Harriet Jacobs
I was born a slave; but I never knew it until six years of my happy childhood passed away…I was so fondly shielded that I never dreamed I was a piece of merchandise.[1]
Harriet Jacobs was born a slave in Edenton, North Carolina in 1813. In 1825 she was sold to the Norcom plantation where she quickly became the target of her master’s sexual victimization, “If God has bestowed beauty upon her [a female slave], it will prove her greatest curse,” Jacobs wrote in 1861, “That which commands admiration in a white woman only hastens degradation of the female slave”.[2] After giving birth to two children fathered by a white lawyer and exhausting every option to negotiate her freedom, in 1835 Jacobs ran away from the Norcum plantation. She sought refuge in the garret of her grandmother’s house, a free woman of color in Edenton, for seven years. In 1842 Jacobs finally fled to the North.
After a painstaking struggle, she brought her children to live with her in Boston where she worked as a nursemaid. In the two decades preceding the outbreak of the American Civil War, Jacobs moved in prominent abolitionist circles and forged a particularly close relationship with the iconic abolitionist and suffragist Amy Post. Post encouraged Jacobs to make her story public, and in 1861 under the editorship of leading social reformer Lydia Maria Child, Jacobs published Incidents in the Life of A Slave Girl Written by Herself under the pseudonym Lydia Brent. Appealing to a white northern middle-class female audience, her narrative portrayed experiences of sexual abuse and motherhood as inherent realities in the lives of female slaves. “She [a slave mother] sits on her cold cabin floor, watching the children who may all be torn from her the next morning; and often does she wish that they may die before the day dawns.”[3]
With the outbreak of the Civil War, Jacobs devoted herself to alleviating the plight of former slaves who were refugees from the war.[4] In 1862 Jacobs was asked by William Lloyd Garrison, editor of The Liberator, to report on the conditions facing black refugees in the nation’s capital. Jacobs reported on September 5, 1862 that the conditions were vastly subpar; the old schoolhouse in Alexandria, the headquarters for women refugees, was “the most wretched of all the places. Any one who can find an apology for slavery should visit this place, and learn its curse.” She also visited Birch’s slave pen, “This place forms a singular contrast with what it was two years ago. The habitable part of the building is filled with contrabands; the old jail is filled with secesh prisoners—all within speaking distance of each other.”[5]
Jacobs worked tirelessly to better the health care and educational opportunities for former slaves. In January 1864 she opened The Jacobs Free School in Alexandria with her daughter Louisa. Until her death in 1897, Jacobs continued to champion the causes of freed slaves during and after the war, highlighting the long struggle for freedom and the enduring shadow of slavery throughout the second half of the nineteenth century.

Recorded information:
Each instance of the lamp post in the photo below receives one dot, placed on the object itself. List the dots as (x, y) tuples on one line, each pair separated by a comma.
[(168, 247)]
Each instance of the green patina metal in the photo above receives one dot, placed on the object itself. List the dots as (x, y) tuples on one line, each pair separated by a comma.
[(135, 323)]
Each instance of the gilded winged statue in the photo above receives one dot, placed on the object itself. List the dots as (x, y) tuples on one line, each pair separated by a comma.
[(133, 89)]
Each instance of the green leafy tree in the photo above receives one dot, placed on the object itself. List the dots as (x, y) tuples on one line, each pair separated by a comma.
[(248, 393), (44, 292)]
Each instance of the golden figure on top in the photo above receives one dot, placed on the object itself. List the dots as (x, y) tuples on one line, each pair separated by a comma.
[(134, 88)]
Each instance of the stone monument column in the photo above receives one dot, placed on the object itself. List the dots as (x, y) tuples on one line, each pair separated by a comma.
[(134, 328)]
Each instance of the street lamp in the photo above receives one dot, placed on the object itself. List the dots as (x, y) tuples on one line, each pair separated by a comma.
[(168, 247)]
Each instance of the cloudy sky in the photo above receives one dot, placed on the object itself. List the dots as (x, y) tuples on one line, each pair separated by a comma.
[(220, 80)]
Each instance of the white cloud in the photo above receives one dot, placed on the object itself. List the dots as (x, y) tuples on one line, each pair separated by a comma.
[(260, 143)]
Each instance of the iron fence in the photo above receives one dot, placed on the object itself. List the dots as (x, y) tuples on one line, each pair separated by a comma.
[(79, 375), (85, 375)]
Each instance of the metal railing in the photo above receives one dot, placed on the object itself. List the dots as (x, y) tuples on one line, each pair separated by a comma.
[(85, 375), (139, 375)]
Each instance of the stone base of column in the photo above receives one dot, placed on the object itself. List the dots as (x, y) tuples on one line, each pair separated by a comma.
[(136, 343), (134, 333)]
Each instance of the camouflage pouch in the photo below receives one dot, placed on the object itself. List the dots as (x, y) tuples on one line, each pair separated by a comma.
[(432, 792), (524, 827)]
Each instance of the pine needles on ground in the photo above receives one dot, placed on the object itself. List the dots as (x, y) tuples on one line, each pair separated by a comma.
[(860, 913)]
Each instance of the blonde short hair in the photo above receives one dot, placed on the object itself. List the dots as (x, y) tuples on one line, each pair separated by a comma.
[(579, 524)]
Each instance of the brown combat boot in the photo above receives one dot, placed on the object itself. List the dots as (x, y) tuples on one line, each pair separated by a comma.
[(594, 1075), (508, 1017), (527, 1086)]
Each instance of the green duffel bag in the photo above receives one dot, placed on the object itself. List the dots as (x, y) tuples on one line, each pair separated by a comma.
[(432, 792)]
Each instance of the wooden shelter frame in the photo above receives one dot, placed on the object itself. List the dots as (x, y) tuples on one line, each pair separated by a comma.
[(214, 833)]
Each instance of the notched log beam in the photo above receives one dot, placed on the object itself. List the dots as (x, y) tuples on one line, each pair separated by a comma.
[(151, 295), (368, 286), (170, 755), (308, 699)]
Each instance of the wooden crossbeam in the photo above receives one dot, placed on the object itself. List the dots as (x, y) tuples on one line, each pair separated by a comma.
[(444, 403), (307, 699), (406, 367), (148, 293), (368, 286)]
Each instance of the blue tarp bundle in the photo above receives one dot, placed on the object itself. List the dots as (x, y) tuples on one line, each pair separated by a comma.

Required work:
1. Please retype the entries from the line containing "Each instance of the metal" up to and including the line containing "[(136, 343), (134, 333)]".
2. Extend the Harriet Jacobs piece beyond its final sentence.

Final results:
1.
Each instance of the metal railing in the photo above receives one dot, placed on the object itself. List the dots as (x, y) tuples on one line, each pair separated by a comma.
[(85, 375), (139, 375)]
Each instance of the stone base of column in the photo above receives one dot, placed on the object itself. List the dots as (x, y) tuples on one line, each pair separated by a comma.
[(136, 343), (134, 333)]

2.
Further Reading
- Jean Fagan Yellin, Harriet Jacobs: A Life (New York: Basic Civitas Books, 2004)
- Harriet Jacobs, The Harriet Jacobs Family Papers, eds. Jean Fagan Yellin, Joseph M. Thomas,
- Kate Culkin and Scott Korb (Chapel Hill: University of North Carolina Press, 2008)
- Harriet Jacobs, Incidents in the Life of A Slave Girl. Written by Herself (Boston: Thayer & Eldridge, 1861) Available online at: http://docsouth.unc.edu/fpn/jacobs/jacobs.html
About the Author
Kristen Brill is a lecturer in American History at Keele University (UK).
[1] Harriet Jacobs, Incidents in the Life of A Slave Girl. Written by Herself (Boston: Thayer & Eldridge, 1861) , 11-12.
[2] Jacobs, Incidents, 46.
[3] Jacobs, Incidents, 26.
[4] This population is also often referred to as “Contrabands” or the “Self-Liberated.”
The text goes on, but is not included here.